▶ _INSTRUÇÕES DA TAREFA_
Reproduza as linhas que vão da que contém "Indicate one point per instance of the rear taillight" até o fim das linhas, incluindo os pedidos, e desloque cada coordenada das respostas somando 64 ao seu valor.

▶ _LINHAS DISPONÍVEIS_

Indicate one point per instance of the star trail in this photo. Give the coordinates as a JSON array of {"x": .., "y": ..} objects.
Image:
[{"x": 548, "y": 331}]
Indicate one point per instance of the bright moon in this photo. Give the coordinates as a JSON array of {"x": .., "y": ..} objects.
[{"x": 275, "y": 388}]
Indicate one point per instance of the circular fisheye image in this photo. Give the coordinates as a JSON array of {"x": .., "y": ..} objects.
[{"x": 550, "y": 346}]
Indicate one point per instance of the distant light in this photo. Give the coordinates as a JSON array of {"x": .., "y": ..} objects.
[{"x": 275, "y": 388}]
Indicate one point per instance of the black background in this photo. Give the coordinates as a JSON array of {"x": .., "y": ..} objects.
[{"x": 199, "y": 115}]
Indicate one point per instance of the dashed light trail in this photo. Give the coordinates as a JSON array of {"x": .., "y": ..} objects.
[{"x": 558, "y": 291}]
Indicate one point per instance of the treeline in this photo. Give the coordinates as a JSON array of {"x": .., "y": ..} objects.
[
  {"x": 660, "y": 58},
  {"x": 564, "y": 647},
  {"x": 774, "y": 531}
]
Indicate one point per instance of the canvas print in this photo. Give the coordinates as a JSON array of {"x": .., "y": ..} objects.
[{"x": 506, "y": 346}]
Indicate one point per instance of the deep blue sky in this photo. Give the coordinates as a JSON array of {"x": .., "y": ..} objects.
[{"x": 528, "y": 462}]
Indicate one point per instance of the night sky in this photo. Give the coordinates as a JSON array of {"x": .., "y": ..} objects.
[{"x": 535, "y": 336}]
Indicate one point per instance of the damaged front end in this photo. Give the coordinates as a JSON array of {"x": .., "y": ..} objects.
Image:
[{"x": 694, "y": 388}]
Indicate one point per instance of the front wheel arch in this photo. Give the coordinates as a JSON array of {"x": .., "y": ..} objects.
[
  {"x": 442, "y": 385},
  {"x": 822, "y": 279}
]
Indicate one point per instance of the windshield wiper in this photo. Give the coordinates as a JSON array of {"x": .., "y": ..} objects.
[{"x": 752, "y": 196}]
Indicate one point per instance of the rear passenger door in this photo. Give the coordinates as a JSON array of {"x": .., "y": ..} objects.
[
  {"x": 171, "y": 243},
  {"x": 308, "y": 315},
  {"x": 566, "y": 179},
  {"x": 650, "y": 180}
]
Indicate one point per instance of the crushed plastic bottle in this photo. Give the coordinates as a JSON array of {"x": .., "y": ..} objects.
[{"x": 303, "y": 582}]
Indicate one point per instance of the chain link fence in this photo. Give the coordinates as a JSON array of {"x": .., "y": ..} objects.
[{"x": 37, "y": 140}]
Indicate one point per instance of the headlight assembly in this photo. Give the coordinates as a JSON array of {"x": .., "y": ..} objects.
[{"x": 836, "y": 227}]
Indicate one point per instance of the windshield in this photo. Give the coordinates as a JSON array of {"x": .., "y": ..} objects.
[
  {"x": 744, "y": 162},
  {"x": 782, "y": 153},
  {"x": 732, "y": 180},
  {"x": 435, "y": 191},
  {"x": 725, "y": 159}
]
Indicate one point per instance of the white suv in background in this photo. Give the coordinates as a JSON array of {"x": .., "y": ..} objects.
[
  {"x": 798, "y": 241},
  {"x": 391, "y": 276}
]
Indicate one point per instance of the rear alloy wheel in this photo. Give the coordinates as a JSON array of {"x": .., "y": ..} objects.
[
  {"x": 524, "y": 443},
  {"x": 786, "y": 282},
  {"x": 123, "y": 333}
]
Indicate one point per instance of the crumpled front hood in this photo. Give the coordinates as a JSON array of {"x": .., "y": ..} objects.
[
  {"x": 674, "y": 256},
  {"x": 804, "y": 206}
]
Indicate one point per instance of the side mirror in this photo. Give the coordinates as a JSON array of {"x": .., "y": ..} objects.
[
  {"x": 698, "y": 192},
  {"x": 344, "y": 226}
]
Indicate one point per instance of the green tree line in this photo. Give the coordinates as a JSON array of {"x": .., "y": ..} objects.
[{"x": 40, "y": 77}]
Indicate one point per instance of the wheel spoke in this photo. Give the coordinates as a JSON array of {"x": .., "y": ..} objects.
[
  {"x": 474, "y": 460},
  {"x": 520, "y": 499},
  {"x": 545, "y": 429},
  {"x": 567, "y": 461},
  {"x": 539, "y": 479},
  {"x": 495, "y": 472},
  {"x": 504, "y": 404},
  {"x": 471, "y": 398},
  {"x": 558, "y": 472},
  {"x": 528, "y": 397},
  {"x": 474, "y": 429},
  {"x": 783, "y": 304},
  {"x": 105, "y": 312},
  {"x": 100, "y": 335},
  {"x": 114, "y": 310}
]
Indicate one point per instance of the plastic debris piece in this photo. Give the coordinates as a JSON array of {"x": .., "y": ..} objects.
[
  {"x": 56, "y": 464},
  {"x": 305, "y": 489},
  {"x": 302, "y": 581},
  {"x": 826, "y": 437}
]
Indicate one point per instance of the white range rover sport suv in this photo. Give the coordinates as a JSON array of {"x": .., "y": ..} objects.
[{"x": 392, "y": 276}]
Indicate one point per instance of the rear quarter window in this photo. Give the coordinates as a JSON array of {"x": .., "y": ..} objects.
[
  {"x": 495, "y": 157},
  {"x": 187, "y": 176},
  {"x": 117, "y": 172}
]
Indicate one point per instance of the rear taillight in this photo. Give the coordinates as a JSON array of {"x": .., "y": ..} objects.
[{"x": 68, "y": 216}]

▶ _RESPOSTA DA TAREFA_
Indicate one point per instance of the rear taillight in this photo. Give the coordinates as a JSON array of {"x": .., "y": ..} objects.
[{"x": 132, "y": 280}]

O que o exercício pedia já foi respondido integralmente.